- Short problem: Present every line of the material below as a numbered list, leaving out the blank lines.

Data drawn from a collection
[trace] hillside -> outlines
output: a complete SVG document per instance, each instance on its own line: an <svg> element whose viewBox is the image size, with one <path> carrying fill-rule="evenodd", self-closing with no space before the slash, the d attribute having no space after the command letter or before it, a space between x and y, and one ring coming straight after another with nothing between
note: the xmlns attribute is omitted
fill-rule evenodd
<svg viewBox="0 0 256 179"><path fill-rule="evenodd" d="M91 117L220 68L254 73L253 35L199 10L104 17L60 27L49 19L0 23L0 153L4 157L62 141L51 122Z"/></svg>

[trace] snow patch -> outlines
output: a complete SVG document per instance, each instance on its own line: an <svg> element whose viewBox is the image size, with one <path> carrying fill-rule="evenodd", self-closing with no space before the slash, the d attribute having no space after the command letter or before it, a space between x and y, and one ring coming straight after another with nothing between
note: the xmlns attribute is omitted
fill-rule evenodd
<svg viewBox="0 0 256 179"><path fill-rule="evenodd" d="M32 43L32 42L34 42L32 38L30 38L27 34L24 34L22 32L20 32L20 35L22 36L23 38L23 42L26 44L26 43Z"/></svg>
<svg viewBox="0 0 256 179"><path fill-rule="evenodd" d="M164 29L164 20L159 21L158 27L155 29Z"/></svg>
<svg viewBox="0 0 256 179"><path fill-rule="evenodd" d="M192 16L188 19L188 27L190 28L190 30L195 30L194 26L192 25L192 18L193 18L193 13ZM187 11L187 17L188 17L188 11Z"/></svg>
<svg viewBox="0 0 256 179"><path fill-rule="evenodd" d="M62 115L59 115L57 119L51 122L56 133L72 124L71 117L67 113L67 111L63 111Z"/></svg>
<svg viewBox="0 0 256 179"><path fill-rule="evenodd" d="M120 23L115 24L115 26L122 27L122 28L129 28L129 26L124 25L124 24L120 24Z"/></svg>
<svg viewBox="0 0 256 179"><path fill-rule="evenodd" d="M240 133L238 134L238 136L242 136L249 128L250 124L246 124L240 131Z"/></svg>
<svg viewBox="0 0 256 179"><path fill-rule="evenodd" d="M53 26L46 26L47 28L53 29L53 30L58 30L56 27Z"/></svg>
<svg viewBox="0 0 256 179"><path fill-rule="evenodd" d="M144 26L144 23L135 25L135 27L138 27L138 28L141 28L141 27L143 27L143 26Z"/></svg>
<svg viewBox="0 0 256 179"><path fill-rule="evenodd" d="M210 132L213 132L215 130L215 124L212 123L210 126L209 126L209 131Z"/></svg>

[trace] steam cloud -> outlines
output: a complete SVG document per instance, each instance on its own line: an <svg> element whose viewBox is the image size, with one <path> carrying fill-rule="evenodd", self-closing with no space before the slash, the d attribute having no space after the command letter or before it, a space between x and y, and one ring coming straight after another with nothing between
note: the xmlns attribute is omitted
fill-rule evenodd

- Completed exercise:
1. [trace] hillside -> outlines
2. output: a complete SVG document per instance, each instance on its own line: an <svg> element whose viewBox is the image size, with one <path> carrying fill-rule="evenodd", self-closing with no space before the slash, the d attribute having no space after the command letter or before it, a space between x and y, and one ring coming straight after another with nothing between
3. note: the xmlns attribute is omitted
4. fill-rule evenodd
5. <svg viewBox="0 0 256 179"><path fill-rule="evenodd" d="M91 117L220 68L254 73L253 35L199 10L104 17L60 27L49 19L0 23L0 153L4 157L62 141L51 122Z"/></svg>
6. [trace] snow patch -> outlines
7. output: a complete SVG document per instance, each instance on its own line: an <svg> element whose viewBox is the image size, with one <path> carrying fill-rule="evenodd", self-closing with no space before the slash, the d attribute having no space after the command letter or before it, a space between x and y, and one ring coming straight after another with nothing between
8. note: the xmlns attribute is omitted
9. fill-rule evenodd
10. <svg viewBox="0 0 256 179"><path fill-rule="evenodd" d="M32 43L32 42L34 42L32 38L30 38L27 34L24 34L22 32L20 32L20 35L22 36L23 38L23 42L26 44L26 43Z"/></svg>
11. <svg viewBox="0 0 256 179"><path fill-rule="evenodd" d="M164 29L164 20L159 21L158 27L155 29Z"/></svg>
12. <svg viewBox="0 0 256 179"><path fill-rule="evenodd" d="M192 16L188 19L188 27L190 28L190 30L195 30L194 26L192 25L192 18L193 18L193 13ZM187 11L187 17L188 17L188 11Z"/></svg>
13. <svg viewBox="0 0 256 179"><path fill-rule="evenodd" d="M62 115L59 115L57 119L51 122L56 133L72 124L71 117L67 113L67 111L63 111Z"/></svg>
14. <svg viewBox="0 0 256 179"><path fill-rule="evenodd" d="M120 23L115 24L115 26L122 27L122 28L129 28L129 26L124 25L124 24L120 24Z"/></svg>
15. <svg viewBox="0 0 256 179"><path fill-rule="evenodd" d="M240 133L238 134L238 136L242 136L249 128L250 124L246 124L240 131Z"/></svg>
16. <svg viewBox="0 0 256 179"><path fill-rule="evenodd" d="M53 26L46 26L47 28L53 29L53 30L58 30L56 27Z"/></svg>
17. <svg viewBox="0 0 256 179"><path fill-rule="evenodd" d="M144 26L144 23L135 25L135 27L138 27L138 28L141 28L141 27L143 27L143 26Z"/></svg>
18. <svg viewBox="0 0 256 179"><path fill-rule="evenodd" d="M210 132L213 132L215 130L215 124L212 123L210 126L209 126L209 131Z"/></svg>
19. [trace] steam cloud -> outlines
20. output: a complete SVG document per instance, each instance on its own line: an <svg> element whose viewBox is the image size, with one <path> carrying fill-rule="evenodd", self-closing with no space before the slash, the d attribute having no space after the command letter or before it, a space between x and y, and one ring coming straight after another with nothing between
21. note: the xmlns attribute is omitted
22. fill-rule evenodd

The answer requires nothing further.